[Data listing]
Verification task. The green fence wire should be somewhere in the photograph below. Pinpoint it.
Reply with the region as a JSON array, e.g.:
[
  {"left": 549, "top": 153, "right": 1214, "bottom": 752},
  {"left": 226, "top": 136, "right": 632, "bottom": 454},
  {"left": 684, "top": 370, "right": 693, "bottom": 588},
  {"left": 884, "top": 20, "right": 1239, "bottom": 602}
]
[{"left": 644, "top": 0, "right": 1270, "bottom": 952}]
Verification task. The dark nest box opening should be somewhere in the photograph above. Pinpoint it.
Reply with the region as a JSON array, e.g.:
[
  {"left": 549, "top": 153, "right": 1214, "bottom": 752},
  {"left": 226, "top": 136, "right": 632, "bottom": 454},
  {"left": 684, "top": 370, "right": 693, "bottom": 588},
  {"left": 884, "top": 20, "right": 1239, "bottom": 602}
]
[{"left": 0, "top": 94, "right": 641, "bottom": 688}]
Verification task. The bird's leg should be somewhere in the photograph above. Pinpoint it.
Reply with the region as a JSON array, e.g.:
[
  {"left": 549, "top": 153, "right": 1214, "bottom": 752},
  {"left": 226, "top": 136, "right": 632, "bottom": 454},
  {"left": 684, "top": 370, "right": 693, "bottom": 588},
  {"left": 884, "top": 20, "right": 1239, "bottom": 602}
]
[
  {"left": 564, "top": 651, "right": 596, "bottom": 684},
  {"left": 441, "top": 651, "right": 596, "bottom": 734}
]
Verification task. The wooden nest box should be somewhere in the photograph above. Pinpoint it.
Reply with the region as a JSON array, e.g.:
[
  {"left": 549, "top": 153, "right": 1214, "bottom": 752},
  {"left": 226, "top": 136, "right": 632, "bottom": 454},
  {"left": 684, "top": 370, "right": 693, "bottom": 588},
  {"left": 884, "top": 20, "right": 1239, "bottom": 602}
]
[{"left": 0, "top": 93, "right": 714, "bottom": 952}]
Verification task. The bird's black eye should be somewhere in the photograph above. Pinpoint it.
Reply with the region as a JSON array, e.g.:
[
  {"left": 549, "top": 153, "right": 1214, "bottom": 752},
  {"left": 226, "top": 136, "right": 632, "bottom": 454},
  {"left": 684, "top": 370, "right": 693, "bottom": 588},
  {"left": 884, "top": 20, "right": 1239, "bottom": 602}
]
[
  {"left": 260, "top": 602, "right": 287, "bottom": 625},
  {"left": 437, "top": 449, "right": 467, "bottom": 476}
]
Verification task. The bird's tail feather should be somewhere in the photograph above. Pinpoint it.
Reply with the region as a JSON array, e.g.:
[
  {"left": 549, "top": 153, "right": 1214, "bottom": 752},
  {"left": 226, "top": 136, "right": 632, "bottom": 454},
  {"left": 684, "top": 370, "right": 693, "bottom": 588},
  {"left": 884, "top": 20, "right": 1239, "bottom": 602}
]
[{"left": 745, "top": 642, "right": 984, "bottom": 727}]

▶ [What is asked]
Swap "Pinpoint it" for "Locate it" everywhere it occurs in the data above, and leave everything else unchanged.

▶ [Solution to the problem]
Verification task. The green fence wire should be somewhere in the photograph below. Locate it.
Reply with the region as a JSON array, e.g.:
[
  {"left": 549, "top": 153, "right": 1214, "bottom": 752},
  {"left": 226, "top": 136, "right": 632, "bottom": 454},
  {"left": 684, "top": 370, "right": 693, "bottom": 588},
  {"left": 884, "top": 20, "right": 1239, "bottom": 602}
]
[{"left": 644, "top": 0, "right": 1270, "bottom": 952}]
Verification task. The dark nest box opening should be somewhere in the photograph above. Locate it.
Reply with the region as a JSON array, e.g.:
[
  {"left": 549, "top": 153, "right": 1214, "bottom": 752},
  {"left": 226, "top": 136, "right": 632, "bottom": 454},
  {"left": 684, "top": 370, "right": 693, "bottom": 588},
  {"left": 884, "top": 20, "right": 1239, "bottom": 602}
]
[{"left": 0, "top": 94, "right": 641, "bottom": 688}]
Verification task. The bird's leg should be somewhere in the photograph above. Locate it.
Reply with the region as a JSON array, e.g.:
[
  {"left": 549, "top": 153, "right": 1214, "bottom": 752},
  {"left": 226, "top": 136, "right": 632, "bottom": 454},
  {"left": 684, "top": 370, "right": 693, "bottom": 588},
  {"left": 884, "top": 20, "right": 1239, "bottom": 602}
]
[
  {"left": 564, "top": 651, "right": 596, "bottom": 684},
  {"left": 441, "top": 651, "right": 596, "bottom": 734}
]
Verification task. The wooden nest box should be somewhere in the photograph above. Locate it.
Reply with the region as a JSON array, e.g.:
[
  {"left": 549, "top": 153, "right": 1214, "bottom": 752},
  {"left": 226, "top": 136, "right": 632, "bottom": 454},
  {"left": 684, "top": 370, "right": 693, "bottom": 588},
  {"left": 884, "top": 20, "right": 1239, "bottom": 602}
]
[{"left": 0, "top": 93, "right": 714, "bottom": 952}]
Verification task. The bird's black eye should be somewhere in the photograph above. Locate it.
Reply with the region as a JSON array, e.g.:
[
  {"left": 549, "top": 153, "right": 1214, "bottom": 752},
  {"left": 226, "top": 136, "right": 632, "bottom": 454},
  {"left": 684, "top": 370, "right": 693, "bottom": 588},
  {"left": 884, "top": 20, "right": 1239, "bottom": 602}
]
[
  {"left": 260, "top": 602, "right": 287, "bottom": 625},
  {"left": 437, "top": 449, "right": 467, "bottom": 476}
]
Verification task. The bird's tail feather should be somewhere in the photograph above. Locate it.
Reply with the region as a JSON array, e.g.:
[
  {"left": 549, "top": 153, "right": 1214, "bottom": 752},
  {"left": 226, "top": 136, "right": 632, "bottom": 454},
  {"left": 684, "top": 370, "right": 693, "bottom": 588},
  {"left": 884, "top": 20, "right": 1239, "bottom": 602}
]
[{"left": 745, "top": 642, "right": 984, "bottom": 727}]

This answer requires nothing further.